[DATA]

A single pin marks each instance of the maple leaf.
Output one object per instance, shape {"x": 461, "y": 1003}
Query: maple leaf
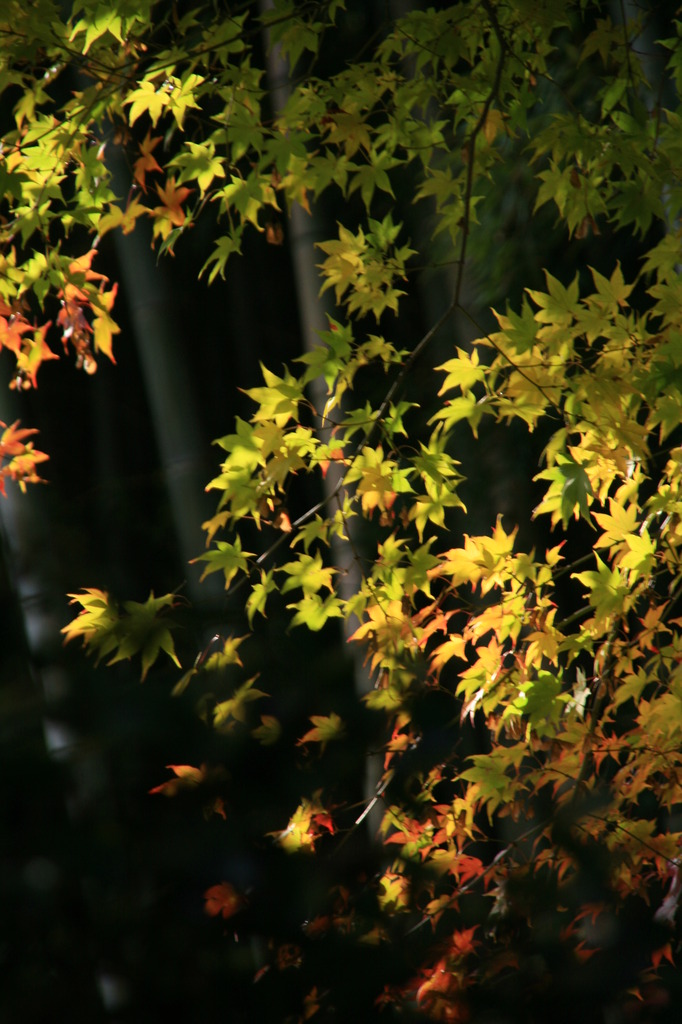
{"x": 146, "y": 162}
{"x": 11, "y": 331}
{"x": 222, "y": 899}
{"x": 185, "y": 777}
{"x": 170, "y": 214}
{"x": 23, "y": 457}
{"x": 326, "y": 728}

[/DATA]

__EXERCISE GOAL__
With the pictures removed, copy the data above word for word.

__SOLUTION BELOW__
A single pin marks each instance of the maple leaf.
Output one object per instance, shape {"x": 461, "y": 1003}
Query: maple leaf
{"x": 146, "y": 162}
{"x": 11, "y": 331}
{"x": 222, "y": 899}
{"x": 185, "y": 777}
{"x": 170, "y": 214}
{"x": 23, "y": 457}
{"x": 326, "y": 728}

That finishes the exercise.